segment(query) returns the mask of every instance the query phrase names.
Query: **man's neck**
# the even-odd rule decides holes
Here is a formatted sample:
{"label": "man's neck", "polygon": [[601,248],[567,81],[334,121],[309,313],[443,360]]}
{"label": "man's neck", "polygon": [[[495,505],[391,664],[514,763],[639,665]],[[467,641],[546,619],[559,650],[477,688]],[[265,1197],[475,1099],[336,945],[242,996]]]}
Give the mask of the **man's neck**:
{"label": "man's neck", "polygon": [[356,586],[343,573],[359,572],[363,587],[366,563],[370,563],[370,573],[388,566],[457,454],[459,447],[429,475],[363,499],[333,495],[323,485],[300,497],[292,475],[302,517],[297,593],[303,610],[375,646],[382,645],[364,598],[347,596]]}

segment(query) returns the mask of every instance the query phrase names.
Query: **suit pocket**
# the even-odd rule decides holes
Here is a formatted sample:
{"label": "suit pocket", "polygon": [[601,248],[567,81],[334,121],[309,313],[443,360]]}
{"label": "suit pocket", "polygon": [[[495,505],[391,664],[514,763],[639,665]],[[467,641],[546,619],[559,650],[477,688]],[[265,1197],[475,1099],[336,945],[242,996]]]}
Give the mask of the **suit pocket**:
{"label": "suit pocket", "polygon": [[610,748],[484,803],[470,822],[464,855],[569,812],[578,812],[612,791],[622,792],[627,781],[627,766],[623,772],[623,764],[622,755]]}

__________________________________________________

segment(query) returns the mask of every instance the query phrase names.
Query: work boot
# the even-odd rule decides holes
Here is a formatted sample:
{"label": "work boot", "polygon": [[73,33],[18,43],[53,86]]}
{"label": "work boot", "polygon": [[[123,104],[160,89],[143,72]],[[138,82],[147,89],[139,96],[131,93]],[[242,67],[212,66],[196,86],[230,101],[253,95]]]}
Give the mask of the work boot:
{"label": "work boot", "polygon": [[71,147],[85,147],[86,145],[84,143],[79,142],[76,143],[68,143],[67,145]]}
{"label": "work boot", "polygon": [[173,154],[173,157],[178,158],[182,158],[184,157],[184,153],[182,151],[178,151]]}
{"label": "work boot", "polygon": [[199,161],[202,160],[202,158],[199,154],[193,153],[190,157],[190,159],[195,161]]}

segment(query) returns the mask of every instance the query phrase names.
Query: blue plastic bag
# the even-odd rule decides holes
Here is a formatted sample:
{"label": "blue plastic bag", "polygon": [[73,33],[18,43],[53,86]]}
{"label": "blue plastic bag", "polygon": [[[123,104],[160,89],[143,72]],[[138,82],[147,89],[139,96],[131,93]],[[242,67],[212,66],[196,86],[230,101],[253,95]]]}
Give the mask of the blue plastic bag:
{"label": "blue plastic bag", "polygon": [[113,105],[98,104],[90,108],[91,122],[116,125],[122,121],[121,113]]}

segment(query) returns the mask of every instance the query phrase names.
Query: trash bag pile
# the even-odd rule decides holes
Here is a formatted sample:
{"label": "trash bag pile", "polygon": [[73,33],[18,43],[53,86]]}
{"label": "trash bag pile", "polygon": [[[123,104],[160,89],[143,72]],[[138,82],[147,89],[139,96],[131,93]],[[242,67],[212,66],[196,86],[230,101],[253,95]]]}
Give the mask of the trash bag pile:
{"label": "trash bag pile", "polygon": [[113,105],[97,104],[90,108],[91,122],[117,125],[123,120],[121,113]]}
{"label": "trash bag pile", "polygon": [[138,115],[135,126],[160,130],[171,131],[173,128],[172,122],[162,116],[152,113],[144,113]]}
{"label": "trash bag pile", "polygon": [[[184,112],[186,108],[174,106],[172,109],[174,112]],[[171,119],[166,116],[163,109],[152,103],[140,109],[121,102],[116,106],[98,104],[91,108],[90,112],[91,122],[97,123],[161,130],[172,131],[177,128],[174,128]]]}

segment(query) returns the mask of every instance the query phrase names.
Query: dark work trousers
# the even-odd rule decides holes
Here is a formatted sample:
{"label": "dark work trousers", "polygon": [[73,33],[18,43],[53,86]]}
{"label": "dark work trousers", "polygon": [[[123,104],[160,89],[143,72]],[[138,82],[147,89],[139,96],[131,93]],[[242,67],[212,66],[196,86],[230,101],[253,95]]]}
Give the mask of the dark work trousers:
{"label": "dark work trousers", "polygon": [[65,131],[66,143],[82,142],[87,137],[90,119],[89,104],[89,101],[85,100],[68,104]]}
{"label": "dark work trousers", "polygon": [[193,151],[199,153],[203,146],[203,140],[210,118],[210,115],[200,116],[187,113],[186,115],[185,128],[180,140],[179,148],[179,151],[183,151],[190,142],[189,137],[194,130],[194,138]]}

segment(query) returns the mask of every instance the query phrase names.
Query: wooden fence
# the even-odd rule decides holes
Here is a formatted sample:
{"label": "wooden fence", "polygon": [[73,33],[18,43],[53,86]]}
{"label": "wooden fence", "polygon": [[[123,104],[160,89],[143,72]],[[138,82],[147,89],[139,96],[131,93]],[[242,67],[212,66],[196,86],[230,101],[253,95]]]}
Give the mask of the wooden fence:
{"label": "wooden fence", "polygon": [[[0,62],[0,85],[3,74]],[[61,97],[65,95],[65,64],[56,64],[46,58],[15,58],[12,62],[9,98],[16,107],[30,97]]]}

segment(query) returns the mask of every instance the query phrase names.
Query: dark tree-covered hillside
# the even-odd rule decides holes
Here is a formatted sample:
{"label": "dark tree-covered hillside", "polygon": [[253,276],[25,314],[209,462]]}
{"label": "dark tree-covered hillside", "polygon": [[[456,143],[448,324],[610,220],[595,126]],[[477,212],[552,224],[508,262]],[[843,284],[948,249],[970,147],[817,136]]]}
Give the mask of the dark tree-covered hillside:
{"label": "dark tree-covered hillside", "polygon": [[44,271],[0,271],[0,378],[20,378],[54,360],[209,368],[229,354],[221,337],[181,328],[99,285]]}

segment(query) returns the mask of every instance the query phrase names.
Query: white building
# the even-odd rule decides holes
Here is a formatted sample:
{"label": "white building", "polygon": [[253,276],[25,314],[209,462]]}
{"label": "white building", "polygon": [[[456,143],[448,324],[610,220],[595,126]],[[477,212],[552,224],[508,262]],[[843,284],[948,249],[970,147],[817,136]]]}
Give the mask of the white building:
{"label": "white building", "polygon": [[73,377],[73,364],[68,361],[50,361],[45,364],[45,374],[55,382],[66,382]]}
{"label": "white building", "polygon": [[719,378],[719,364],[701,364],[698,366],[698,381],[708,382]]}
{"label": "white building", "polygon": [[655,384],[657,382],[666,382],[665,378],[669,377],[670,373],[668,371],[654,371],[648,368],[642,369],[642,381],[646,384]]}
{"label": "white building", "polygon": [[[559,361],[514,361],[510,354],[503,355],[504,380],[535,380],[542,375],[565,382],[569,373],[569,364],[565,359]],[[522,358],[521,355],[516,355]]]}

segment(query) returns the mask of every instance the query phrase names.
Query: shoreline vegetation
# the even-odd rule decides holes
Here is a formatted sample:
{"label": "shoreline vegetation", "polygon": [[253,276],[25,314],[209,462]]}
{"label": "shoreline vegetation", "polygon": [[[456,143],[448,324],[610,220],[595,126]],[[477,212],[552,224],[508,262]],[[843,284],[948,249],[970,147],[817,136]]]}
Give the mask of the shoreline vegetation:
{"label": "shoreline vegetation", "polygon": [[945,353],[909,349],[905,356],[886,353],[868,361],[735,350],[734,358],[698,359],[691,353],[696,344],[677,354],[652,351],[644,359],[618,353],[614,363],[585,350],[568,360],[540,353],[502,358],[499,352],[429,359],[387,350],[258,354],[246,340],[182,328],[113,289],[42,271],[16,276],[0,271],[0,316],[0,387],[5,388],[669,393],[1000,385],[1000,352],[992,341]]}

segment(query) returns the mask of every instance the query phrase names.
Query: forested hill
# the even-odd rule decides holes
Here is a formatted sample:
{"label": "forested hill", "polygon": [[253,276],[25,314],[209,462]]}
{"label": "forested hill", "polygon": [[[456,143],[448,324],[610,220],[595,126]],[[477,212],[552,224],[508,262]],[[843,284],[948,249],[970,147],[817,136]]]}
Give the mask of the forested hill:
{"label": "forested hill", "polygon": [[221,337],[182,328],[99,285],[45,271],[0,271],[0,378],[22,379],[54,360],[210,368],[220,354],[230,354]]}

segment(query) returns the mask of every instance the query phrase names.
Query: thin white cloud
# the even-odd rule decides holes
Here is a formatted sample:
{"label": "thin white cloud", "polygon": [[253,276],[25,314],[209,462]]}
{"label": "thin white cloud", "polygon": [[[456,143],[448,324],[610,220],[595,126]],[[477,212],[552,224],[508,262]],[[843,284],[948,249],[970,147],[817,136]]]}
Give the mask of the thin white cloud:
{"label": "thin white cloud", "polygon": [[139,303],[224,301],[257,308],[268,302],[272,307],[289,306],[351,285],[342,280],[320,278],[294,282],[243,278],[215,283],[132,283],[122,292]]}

__________________________________________________

→ **What is being asked**
Show every line of the listing above that contains the string "building".

→ **Response**
Query: white building
{"label": "white building", "polygon": [[253,276],[25,314],[209,462]]}
{"label": "white building", "polygon": [[[456,143],[448,324],[610,220],[595,126]],[[477,212],[552,224],[508,262]],[[843,284],[948,249],[970,147],[817,136]]]}
Give the mask of the white building:
{"label": "white building", "polygon": [[73,377],[73,364],[68,361],[50,361],[45,364],[45,374],[55,382],[66,382]]}
{"label": "white building", "polygon": [[719,378],[719,364],[701,364],[698,366],[698,381],[708,382]]}
{"label": "white building", "polygon": [[655,384],[657,382],[666,382],[665,378],[669,377],[670,373],[668,371],[654,371],[648,368],[642,369],[642,381],[646,384]]}
{"label": "white building", "polygon": [[[559,361],[514,361],[510,354],[503,355],[504,380],[535,380],[542,375],[565,382],[569,373],[569,364],[565,359]],[[522,358],[521,355],[516,355]]]}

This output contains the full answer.